### SELECTED TEXT
■ ■ ■ ■

Eric: Yeah, from my perspective, I’ll make a polarizing statement for fun: I think ad blocking should be illegal, because people who create content of value need to have the opportunity to earn a living. I do think it’s incumbent on them to incorporate the advertising in a way that their audiences will actually welcome it, and not see it as an intrusion. You see what folks in the auto insurance industry, for example, try to do with their commercials on TV; they try to make them entertaining, worth watching, worth participating in. The advertising world has to go that way regardless of what you think of my inflammatory statement.
Rand: Yeah, couldn’t agree more that advertisers have to find ways to connect with their customers better. Regarding your inflammatory statement around making ad blocking illegal, I think it would be a tremendously hard world to regulate. I think it could easily slip into nasty and ugly places that none of us want on the Web, so I would probably be against a bill or a law, I am not a huge fan of having government step into regulatory areas where they’re really not good at these things.
But, that being said it wouldn’t surprise me to see that happen in places like the EU where they’re a little more forceful about those kinds of things. I do you think if ad blocking became illegal online; it’s a weird slope to, am I not allowed to ignore the billboards on the highways? Like am I forced when I open the newspaper like, well you did not glance at the classified section and people paid for those so you don’t get to read the paper anymore. It gets into a weird world. Let me put it this way, if you created the regulation and Congress passed exactly what Eric proposed, it would probably be good, but that’s not what’s will happen.
Mark: Let’s bring this to a close and make it practical. Now we’ve stated the problems, challenges, and controversies surrounding ads, what can online advertisers do to address these challenges, to try to head off the anxiety or even the anger and animosity that people feel toward online advertising?

■ ■ ■ ■

### TASKS TO PERFORM
(a) List the names of everyone who speaks in the ad-blocking conversation, in the order they first appear.
(b) Write what comes next in the ad-blocking conversation, picking up after Mark's last question.

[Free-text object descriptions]

■ ■ ■ ■

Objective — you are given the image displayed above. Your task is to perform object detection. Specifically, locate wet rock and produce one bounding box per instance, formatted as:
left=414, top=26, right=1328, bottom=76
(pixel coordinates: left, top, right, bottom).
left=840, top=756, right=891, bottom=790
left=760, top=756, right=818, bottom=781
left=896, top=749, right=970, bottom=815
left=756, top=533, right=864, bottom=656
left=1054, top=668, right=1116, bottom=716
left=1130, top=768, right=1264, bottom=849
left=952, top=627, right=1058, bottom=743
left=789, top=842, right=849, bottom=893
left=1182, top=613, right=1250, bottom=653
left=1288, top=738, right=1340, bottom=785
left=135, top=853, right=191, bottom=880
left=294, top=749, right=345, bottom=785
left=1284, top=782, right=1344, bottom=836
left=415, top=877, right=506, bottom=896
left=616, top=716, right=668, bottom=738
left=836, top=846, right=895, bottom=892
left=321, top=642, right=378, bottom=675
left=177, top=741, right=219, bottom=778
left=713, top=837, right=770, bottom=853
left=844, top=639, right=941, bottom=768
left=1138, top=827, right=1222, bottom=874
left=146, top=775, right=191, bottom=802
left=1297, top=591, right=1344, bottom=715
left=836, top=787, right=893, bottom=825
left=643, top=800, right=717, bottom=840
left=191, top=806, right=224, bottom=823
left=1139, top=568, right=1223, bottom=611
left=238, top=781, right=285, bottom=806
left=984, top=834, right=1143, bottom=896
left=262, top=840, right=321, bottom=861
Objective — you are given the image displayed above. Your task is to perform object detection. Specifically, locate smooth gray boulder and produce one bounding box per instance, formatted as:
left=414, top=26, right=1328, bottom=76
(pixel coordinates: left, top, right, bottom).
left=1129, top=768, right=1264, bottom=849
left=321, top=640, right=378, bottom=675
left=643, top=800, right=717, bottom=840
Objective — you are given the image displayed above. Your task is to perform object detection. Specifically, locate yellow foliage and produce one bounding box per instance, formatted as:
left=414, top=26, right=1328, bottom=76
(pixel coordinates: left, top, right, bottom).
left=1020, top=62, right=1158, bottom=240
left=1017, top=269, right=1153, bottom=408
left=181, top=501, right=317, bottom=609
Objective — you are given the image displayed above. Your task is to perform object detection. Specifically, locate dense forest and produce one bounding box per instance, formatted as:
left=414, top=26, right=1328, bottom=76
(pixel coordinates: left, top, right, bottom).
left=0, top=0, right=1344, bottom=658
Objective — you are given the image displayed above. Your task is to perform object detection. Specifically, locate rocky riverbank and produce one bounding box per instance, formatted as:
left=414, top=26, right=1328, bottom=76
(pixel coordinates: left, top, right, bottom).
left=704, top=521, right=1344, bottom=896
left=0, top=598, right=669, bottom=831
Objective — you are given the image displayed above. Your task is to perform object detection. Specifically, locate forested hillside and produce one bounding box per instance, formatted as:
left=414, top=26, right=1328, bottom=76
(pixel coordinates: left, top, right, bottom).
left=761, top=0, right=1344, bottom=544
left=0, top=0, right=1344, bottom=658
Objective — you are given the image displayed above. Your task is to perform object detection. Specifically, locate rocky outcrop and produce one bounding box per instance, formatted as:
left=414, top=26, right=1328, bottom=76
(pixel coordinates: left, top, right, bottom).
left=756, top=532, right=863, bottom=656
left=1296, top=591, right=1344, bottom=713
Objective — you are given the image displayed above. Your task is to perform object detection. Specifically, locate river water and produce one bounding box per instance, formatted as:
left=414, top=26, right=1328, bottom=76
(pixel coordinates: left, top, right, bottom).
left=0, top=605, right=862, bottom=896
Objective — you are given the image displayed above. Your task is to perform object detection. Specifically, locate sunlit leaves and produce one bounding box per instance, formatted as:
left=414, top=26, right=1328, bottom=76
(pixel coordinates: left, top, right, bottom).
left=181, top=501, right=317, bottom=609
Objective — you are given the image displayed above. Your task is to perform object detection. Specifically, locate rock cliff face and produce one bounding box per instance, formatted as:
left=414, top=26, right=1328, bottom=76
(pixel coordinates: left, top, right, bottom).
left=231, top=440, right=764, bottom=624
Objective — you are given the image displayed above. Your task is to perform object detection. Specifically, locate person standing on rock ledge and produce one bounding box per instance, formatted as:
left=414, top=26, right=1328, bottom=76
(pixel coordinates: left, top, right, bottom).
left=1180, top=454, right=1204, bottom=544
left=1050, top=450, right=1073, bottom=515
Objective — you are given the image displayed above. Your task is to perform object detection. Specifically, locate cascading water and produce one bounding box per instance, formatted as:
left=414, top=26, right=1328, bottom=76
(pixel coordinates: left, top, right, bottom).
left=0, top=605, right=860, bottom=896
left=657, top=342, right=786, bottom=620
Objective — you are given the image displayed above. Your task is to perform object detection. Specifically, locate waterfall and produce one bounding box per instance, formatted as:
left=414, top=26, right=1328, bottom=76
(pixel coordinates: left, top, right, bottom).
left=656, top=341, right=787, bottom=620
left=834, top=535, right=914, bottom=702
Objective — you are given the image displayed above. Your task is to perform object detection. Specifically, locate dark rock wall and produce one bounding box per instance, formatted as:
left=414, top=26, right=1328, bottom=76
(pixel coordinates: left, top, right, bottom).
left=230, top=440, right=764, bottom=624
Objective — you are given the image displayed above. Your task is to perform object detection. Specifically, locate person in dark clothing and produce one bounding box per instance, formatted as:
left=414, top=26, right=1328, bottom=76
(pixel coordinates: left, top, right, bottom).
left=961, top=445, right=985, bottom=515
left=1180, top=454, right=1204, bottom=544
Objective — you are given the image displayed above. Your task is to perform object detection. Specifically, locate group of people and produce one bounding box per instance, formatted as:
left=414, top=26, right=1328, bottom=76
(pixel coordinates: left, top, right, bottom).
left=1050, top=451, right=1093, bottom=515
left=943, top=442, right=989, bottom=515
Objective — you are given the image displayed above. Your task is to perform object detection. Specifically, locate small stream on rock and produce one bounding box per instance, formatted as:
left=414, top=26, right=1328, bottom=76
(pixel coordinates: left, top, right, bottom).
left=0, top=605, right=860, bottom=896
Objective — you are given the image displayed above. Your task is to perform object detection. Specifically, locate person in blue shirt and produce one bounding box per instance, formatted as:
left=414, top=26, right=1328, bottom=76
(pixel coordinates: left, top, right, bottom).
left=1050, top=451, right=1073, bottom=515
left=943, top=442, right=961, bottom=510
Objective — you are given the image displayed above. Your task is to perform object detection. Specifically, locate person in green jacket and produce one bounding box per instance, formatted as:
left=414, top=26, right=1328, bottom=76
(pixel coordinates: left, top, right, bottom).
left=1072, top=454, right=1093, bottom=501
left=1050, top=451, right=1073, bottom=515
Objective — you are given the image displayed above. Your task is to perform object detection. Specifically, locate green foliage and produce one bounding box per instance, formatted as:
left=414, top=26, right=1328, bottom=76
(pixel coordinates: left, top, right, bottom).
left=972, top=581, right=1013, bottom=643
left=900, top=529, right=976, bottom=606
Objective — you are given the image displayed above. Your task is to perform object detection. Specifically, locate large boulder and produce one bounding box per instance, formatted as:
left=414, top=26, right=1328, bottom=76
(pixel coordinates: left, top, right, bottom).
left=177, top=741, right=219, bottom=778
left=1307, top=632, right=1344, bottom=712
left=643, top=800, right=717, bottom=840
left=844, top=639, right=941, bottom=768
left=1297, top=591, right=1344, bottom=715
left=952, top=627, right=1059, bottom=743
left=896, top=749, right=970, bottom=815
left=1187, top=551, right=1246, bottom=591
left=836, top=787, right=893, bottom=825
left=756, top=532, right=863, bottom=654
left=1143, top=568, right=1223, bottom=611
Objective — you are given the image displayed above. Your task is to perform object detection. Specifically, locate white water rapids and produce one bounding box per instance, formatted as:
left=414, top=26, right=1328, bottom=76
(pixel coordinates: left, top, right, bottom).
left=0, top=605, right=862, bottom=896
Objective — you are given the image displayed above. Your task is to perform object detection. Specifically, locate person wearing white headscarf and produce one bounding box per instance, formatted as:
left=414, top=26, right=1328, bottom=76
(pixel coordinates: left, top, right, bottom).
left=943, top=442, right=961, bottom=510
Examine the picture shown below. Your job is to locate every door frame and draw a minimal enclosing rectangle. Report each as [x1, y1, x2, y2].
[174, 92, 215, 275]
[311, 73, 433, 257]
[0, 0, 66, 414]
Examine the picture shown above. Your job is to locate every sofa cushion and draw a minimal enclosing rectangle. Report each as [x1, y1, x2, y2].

■ ■ ■ ■

### RESPONSES PER TASK
(a) Eric, Rand, Mark

(b)
Rand:I think it’s incumbent upon the platforms as much or more so than the individual advertisers to build great connections between their audiences and the ads they serve them. So I think it’s a little scary because it’s a bit out of the advertisers control at this point right it’s not I as MOZ can go to Phu who runs our paid ads and say hey Phu I want you to be more empathetic with our advertising.
What I really want to do is go to Facebook and say, hey can you not show these terrible ads of late semi-clothed women doing this stuff, because people really hate those and that’s when they start looking for ad blockers, and that’s when they’re going to block my stuff and I’m not even the one doing that, so please treat your audience better with your ad platform. That’s a tough pitch to make but, thankfully the platforms rely on those ad dollars, and so I think they’re going to be forced by economics to make their case and to improve their user experience there.
Eric: Well that sounds like a good place to bring this to a close. Thanks so much for joining us and sharing your insights.
Rand: It was my pleasure joining you guys, looking forward to doing it again, maybe lives sometime, in person.
Eric: You’re welcome here any time, Rand! Thanks again.
Mark: Yes, thanks Rand, always great to talk with you!